Toda significación de la diversidad sería integrada
en el horizonte del ser.
Esto último
es necesario en el proceso de apertura de comprensión de los
problemas del ser en la obra poética, pero no es suficiente.
Porque puede entenderse la diferencial constitución del ser
en marcos internos solamente. Allende a esto se encuentra el problema
de la exterioridad del Ser. Bajo el ropaje de una dialéctica
de lo Uno puede entenderse a lo otro como otro Uno pero debe
reconocerse como lo Otro que uno: la alteridad. Más
allá de los límites formales del Ser existe realidad.
Particularizando la poesía a los problemas del ser social,
se volatiliza tal punto a la vez que se comprende de forma más
concreta. El Ser social es por definición múltiple,
en varios sentidos. Pero además de su diversidad constitutiva
permanece en su límite, el otro, la alteridad. Se trata de
aquellos sectores o aquellos individuos sobre los cuales se dirigen
ciertas negatividades funcionales del sistema social como lo Uno.
La alteridad se reconoce por la subsunción lo mismo que por
la exclusión; la primera puede ser represiva u opresiva mientras
que la segunda es marginal. Esta alteridad es la condición
de la crítica a los fundamentos del sistema, del ser social.
Es, por lo tanto, condición para el desenvolvimiento de la
poesía ya no como simple tarea ontológica sino como
trans- ontología, toda vez que parte de la exterioridad del
ser. Y para que sea completa esta faceta de toda poética plena
debe contener también una pregunta por el nivel de la mera
subjetividad, explorando en determinadas contribuciones del lirismo
en la creación.
Ontología en la poesía
mexicana
Dentro de la poesía
mexicana lo anterior se ha cumplido no pocas veces, y de variadas
maneras. Cierto es que algunas propuestas poéticas no alcanzan
a cubrir todo el espectro dibujado anteriormente, pero fungen como
momentos constitutivos del mismo. Por lo menos desde Ramón
López Velarde existe una férrea interrogación
lírica del Yo, que se distribuye a lo largo del tiempo como
la base de su mismo estallamiento, para que afloren ulteriormente
los problemas de la intersubjetividad en la poesía. Por ejemplo,
en el primer lustro de la década de los años 20, con
el final formal del periodo revolucionario, la poesía mexicana
presencia un desplazamiento doble. Por un lado, se enfrenta al estremecimiento
artístico en general, y recibe de formas varias la experiencia
de las vanguardias, o antes aun de los procesos del modernismo. Por
otra parte, esta experiencia la disuelve en su contexto de formación
de un nuevo régimen que surge de la revolución, con
sus problemas inherentes y adyacentes, lo que abre las posibilidades
para problematizar las líricas previas a 1910, al modernismo
y a tales experiencias de la vanguardia. Esto último se entiende,
además, no sólo a partir de la experiencia de la revolución
mexicana, sino con el triunfo de la revolución rusa, que daba
contenidos problemáticos a los artistas mexicanos que derivaban
de un proceso por abatir al nudo entre oligarquías nacionales
e imperialistas. Es, en realidad, el inicio de un debate que atravesará
todo el siglo polémicamente, preguntándose siempre sobre
un posible realismo artístico. La pregunta por el realismo
en el arte ligada a la experiencia del triunfo revolucionario se da
en México antes que con los planteamientos de la heterogénea
- genial y desastrosa al mismo tiempo- Escuela Soviética.
= = =
* **Consigna del ejercicio**
Indique si cada afirmación concuerda con el fragmento y responda sí o no, citando textualmente las palabras que lo deciden. (a) El ser social es por definición único. (b) La exclusión es marginal. (c) La pregunta por el realismo ligada al triunfo revolucionario surge en México antes que con la Escuela Soviética. Las líneas que vienen a continuación no guardan relación con el fragmento.

* **Datos mostrados**
= = =
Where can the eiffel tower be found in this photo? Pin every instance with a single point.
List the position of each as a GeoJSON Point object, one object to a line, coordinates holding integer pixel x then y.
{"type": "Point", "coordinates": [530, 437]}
= = =
* **Solución de la tarea**
(a) No: "El Ser social es por definición múltiple".
(b) Sí: "la primera puede ser represiva u opresiva mientras que la segunda es marginal".
(c) Sí: "se da en México antes que con los planteamientos de la heterogénea".